(Saved entries)
#####
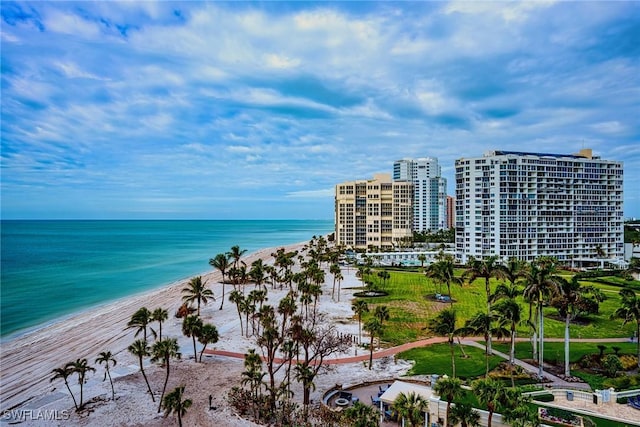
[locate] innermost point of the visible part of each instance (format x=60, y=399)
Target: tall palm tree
x=542, y=284
x=197, y=291
x=485, y=269
x=107, y=358
x=359, y=307
x=463, y=413
x=629, y=311
x=572, y=300
x=65, y=372
x=140, y=349
x=483, y=324
x=192, y=327
x=450, y=388
x=163, y=351
x=81, y=367
x=140, y=320
x=174, y=403
x=208, y=335
x=374, y=327
x=221, y=262
x=444, y=325
x=442, y=271
x=490, y=393
x=160, y=315
x=411, y=406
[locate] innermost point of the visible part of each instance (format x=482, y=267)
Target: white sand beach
x=27, y=361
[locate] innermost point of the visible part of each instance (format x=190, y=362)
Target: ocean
x=51, y=269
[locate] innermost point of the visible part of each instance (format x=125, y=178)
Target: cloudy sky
x=256, y=110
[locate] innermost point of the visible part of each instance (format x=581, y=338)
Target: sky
x=256, y=110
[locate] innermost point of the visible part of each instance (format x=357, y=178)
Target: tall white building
x=430, y=191
x=375, y=213
x=524, y=205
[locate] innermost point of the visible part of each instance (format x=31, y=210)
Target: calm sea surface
x=54, y=268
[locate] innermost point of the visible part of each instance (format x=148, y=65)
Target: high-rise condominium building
x=430, y=191
x=451, y=212
x=524, y=205
x=376, y=212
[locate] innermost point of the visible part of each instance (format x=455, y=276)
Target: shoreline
x=28, y=358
#####
• [What you need to do] What you return must be the entries above, exactly as they appear, without any pictures.

• [Output of the task]
[locate] innermost point of the visible part of each instance (format x=60, y=399)
Target: tall palm tree
x=542, y=284
x=197, y=291
x=485, y=269
x=107, y=358
x=359, y=307
x=463, y=413
x=629, y=311
x=572, y=300
x=65, y=372
x=140, y=349
x=483, y=324
x=192, y=327
x=450, y=388
x=163, y=351
x=81, y=367
x=140, y=320
x=174, y=403
x=208, y=335
x=374, y=327
x=221, y=262
x=444, y=325
x=442, y=271
x=490, y=393
x=160, y=315
x=411, y=406
[locate] innermost point of the visible part of each instance (format x=482, y=267)
Target: white sand beach
x=27, y=361
[locate] innermost point of the visible part of each instance (format x=190, y=362)
Target: ocean
x=51, y=269
[locate] innermost point of the visible part of each instance (format x=125, y=178)
Target: cloudy sky
x=256, y=110
[locate] innermost point of the visible part of each instance (format x=581, y=338)
Target: sky
x=256, y=110
[locate] innermost point of the visible part of each instance (format x=357, y=178)
Target: tall white building
x=430, y=191
x=375, y=213
x=524, y=205
[locate] innermost point of the visible part of each instance (format x=31, y=210)
Target: calm sea surface
x=54, y=268
[locate] innermost point of the visible part of each instance (format x=148, y=65)
Target: high-rise condominium building
x=430, y=191
x=451, y=212
x=524, y=205
x=376, y=212
[locate] innermost point of the visible part of each instance (format x=455, y=276)
Target: shoreline
x=28, y=358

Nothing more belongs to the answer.